§ **WHAT IS ASKED**: Rewrite the items below, swapping every "window" for "opening" and keeping everything else unchanged.

§ **MATERIAL PROVIDED**:
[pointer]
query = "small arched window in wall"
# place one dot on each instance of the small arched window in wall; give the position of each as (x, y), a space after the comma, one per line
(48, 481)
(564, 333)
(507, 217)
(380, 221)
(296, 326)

§ **REPLY TO THE EXERCISE**:
[pointer]
query = "small arched opening in wall"
# place one dot on each instance of the small arched opening in wall; give the position of each as (x, y), a space after the comma, one per line
(48, 481)
(564, 333)
(507, 217)
(380, 221)
(296, 326)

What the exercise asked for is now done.